### STATED TASK
Copy the lines below word for word, with nothing added, dropped, or changed.

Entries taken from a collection

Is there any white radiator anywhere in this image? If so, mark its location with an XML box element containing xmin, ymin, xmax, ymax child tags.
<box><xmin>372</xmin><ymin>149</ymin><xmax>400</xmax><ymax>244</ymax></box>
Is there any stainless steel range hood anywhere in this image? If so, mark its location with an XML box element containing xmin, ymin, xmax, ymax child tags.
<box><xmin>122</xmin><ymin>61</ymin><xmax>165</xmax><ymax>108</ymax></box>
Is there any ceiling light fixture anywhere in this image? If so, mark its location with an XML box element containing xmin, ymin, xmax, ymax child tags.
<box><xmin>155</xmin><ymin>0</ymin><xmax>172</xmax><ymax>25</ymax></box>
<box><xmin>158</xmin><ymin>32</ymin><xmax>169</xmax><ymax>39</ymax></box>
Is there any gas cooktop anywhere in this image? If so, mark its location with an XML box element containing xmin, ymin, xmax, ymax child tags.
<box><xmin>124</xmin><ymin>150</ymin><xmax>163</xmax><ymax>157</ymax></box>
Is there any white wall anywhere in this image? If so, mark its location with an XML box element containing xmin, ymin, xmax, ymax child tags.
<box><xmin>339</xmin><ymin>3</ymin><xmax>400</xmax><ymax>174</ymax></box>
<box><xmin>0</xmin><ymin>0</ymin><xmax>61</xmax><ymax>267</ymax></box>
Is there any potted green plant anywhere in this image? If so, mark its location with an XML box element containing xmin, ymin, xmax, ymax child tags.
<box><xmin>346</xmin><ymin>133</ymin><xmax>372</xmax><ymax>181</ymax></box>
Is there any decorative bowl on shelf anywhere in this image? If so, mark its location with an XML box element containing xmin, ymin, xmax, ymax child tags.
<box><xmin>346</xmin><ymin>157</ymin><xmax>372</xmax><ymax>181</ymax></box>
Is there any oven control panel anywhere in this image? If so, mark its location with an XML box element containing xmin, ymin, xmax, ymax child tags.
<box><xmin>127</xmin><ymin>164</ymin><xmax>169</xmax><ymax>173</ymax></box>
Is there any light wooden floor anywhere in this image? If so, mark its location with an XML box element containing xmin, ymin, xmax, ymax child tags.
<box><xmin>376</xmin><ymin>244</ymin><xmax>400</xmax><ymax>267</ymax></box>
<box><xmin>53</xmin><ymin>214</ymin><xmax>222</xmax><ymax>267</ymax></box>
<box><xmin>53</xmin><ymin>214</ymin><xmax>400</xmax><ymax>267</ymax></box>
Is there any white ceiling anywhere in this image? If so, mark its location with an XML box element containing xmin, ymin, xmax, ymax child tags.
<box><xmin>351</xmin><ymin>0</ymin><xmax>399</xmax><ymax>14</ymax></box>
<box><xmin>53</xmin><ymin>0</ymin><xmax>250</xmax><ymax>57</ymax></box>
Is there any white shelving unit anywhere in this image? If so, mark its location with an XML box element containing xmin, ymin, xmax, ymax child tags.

### TASK ANSWER
Is there any white radiator anywhere in this image? If so, mark its location with an XML box element containing xmin, ymin, xmax, ymax child tags.
<box><xmin>372</xmin><ymin>149</ymin><xmax>400</xmax><ymax>244</ymax></box>
Is there any stainless steel range hood anywhere in this image? If so, mark its location with an XML box element containing xmin, ymin, xmax, ymax child tags.
<box><xmin>122</xmin><ymin>61</ymin><xmax>165</xmax><ymax>108</ymax></box>
Is there any ceiling light fixture anywhere in this image? If so, mark its location with an XML box element containing xmin, ymin, xmax, ymax child tags.
<box><xmin>155</xmin><ymin>0</ymin><xmax>172</xmax><ymax>25</ymax></box>
<box><xmin>158</xmin><ymin>32</ymin><xmax>169</xmax><ymax>39</ymax></box>
Is there any gas cooktop anywhere in this image? If so, mark its location with an XML box element containing xmin, ymin, xmax, ymax child tags.
<box><xmin>124</xmin><ymin>150</ymin><xmax>163</xmax><ymax>157</ymax></box>
Is there any white wall anywhere in this image? If so, mark its location with an XML box element containing xmin, ymin, xmax, ymax child tags.
<box><xmin>339</xmin><ymin>3</ymin><xmax>400</xmax><ymax>174</ymax></box>
<box><xmin>0</xmin><ymin>0</ymin><xmax>61</xmax><ymax>267</ymax></box>
Is there any potted green plant anywhere in this image? If so, mark its location with an XML box element containing xmin, ymin, xmax, ymax child tags.
<box><xmin>346</xmin><ymin>133</ymin><xmax>372</xmax><ymax>181</ymax></box>
Is there any decorative bowl on shelf anywhere in this image? If so, mark its location with an XML box element containing xmin, ymin, xmax, ymax child tags.
<box><xmin>346</xmin><ymin>157</ymin><xmax>372</xmax><ymax>181</ymax></box>
Is there any oven control panel anywhere in this image? If so, mark its location with an XML box element containing xmin, ymin, xmax, ymax child tags.
<box><xmin>127</xmin><ymin>164</ymin><xmax>169</xmax><ymax>173</ymax></box>
Is there any light wooden floor anywhere in this image? If so, mark its location with an XML box element containing xmin, ymin, xmax, ymax child tags.
<box><xmin>376</xmin><ymin>244</ymin><xmax>400</xmax><ymax>267</ymax></box>
<box><xmin>53</xmin><ymin>214</ymin><xmax>222</xmax><ymax>267</ymax></box>
<box><xmin>53</xmin><ymin>214</ymin><xmax>400</xmax><ymax>267</ymax></box>
Is there any white ceiling anywhere in this image? If so, mark its location with an XML box element containing xmin, ymin, xmax, ymax child tags.
<box><xmin>351</xmin><ymin>0</ymin><xmax>399</xmax><ymax>14</ymax></box>
<box><xmin>53</xmin><ymin>0</ymin><xmax>250</xmax><ymax>57</ymax></box>
Is there any white shelving unit anywhere in this image? If so, mark its location with an XML box element containing xmin, ymin, xmax, ymax child tags.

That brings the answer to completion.